» Source data
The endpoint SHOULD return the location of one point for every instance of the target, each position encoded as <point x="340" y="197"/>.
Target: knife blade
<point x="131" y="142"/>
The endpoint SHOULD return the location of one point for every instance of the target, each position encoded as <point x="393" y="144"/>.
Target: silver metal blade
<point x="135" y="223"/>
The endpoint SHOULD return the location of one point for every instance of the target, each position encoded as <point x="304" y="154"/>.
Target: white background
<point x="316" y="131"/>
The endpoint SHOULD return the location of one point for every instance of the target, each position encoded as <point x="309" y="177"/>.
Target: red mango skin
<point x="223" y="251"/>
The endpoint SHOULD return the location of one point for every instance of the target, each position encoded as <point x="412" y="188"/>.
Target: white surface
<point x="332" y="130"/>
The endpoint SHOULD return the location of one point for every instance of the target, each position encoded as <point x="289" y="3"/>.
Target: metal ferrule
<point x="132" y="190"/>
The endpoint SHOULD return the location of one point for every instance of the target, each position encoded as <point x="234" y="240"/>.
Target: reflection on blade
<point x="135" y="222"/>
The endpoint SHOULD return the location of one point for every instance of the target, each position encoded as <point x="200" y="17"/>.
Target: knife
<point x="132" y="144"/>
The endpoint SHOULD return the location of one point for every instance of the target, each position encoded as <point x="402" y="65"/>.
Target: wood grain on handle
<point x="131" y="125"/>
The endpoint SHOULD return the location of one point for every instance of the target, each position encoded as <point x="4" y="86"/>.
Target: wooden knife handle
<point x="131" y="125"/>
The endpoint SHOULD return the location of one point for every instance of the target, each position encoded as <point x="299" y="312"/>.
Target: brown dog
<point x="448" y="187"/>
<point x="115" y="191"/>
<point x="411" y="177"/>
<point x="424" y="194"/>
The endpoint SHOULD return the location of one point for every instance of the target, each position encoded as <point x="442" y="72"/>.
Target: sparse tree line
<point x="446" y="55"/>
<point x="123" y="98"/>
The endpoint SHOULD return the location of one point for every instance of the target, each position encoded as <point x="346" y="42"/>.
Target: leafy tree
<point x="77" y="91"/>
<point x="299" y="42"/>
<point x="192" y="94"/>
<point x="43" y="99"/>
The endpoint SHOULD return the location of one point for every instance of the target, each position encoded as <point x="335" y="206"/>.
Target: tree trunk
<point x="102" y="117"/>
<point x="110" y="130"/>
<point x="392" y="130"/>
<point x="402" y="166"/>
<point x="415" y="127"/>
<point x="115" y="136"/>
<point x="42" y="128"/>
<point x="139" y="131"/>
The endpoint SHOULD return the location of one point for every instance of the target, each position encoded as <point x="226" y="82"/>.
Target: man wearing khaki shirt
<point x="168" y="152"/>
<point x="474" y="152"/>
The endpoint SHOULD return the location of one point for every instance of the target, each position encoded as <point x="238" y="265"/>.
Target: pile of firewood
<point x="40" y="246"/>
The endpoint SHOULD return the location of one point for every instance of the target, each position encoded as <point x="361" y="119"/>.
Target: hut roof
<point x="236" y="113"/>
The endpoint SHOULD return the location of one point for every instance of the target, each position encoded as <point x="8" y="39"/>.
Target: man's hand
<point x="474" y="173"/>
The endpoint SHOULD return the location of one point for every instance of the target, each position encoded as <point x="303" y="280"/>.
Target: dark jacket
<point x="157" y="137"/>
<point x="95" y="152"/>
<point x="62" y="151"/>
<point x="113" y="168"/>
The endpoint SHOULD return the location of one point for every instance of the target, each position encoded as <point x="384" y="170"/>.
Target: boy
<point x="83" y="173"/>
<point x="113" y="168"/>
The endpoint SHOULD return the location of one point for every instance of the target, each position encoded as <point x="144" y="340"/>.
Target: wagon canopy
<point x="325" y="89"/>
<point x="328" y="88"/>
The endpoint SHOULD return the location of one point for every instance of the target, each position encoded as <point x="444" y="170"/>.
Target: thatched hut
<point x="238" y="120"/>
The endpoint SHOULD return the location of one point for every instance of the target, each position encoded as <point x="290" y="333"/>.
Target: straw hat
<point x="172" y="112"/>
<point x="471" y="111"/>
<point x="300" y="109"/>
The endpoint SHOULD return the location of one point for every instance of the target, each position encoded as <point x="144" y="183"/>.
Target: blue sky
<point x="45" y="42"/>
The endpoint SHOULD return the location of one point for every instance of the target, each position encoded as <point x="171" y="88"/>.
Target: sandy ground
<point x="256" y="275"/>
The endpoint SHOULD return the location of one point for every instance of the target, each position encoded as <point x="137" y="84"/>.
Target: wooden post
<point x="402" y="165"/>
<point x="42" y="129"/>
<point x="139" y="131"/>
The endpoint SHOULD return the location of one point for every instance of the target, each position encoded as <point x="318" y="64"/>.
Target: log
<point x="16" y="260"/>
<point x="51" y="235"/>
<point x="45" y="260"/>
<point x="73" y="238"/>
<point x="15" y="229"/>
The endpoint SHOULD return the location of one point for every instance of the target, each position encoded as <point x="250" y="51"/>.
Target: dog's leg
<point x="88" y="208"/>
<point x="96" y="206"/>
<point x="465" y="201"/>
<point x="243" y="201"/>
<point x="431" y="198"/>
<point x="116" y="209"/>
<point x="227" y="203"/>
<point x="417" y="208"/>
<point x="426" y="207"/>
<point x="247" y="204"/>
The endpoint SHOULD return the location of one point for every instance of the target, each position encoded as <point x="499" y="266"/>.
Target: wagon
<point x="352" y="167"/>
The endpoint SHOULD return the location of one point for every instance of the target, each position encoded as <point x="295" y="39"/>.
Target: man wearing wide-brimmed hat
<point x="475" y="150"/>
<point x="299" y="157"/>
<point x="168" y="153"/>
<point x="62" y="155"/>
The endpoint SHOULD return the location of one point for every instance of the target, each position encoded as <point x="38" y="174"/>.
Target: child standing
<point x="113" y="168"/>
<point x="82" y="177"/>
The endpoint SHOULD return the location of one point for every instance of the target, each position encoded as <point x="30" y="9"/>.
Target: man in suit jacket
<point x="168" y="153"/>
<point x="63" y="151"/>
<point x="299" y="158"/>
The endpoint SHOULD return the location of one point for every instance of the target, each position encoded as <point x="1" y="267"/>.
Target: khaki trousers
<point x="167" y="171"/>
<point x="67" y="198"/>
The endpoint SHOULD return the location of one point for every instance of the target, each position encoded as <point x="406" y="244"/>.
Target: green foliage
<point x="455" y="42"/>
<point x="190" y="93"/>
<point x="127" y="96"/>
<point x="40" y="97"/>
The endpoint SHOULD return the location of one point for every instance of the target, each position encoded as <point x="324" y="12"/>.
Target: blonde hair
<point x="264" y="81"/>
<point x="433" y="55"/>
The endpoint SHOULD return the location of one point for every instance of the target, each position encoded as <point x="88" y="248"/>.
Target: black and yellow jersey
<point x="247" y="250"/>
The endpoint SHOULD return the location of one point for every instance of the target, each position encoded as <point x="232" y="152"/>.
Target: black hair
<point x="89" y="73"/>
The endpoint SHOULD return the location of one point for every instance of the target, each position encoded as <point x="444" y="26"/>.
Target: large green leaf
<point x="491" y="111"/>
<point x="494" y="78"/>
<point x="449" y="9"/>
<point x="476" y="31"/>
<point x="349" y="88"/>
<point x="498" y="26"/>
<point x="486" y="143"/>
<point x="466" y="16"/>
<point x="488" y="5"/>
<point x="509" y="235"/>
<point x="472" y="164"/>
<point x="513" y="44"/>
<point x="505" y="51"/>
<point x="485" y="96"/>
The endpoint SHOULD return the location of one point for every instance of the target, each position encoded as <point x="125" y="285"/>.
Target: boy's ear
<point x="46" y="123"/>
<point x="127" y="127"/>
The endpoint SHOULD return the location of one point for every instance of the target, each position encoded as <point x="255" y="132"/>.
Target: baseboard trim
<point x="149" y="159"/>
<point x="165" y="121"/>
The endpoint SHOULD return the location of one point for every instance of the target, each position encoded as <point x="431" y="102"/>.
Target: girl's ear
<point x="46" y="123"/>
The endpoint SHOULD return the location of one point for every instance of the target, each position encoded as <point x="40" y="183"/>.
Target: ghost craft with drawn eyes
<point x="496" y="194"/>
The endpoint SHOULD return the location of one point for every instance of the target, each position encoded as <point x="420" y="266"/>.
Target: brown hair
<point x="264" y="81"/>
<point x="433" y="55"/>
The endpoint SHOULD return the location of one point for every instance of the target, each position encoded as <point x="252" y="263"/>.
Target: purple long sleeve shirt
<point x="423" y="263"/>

» Exercise details
Which of the rows above contain the word "green"? Report each of them in full, treating uppercase and lowercase letters as distinct.

» Written solution
Target: green foliage
Target: large green leaf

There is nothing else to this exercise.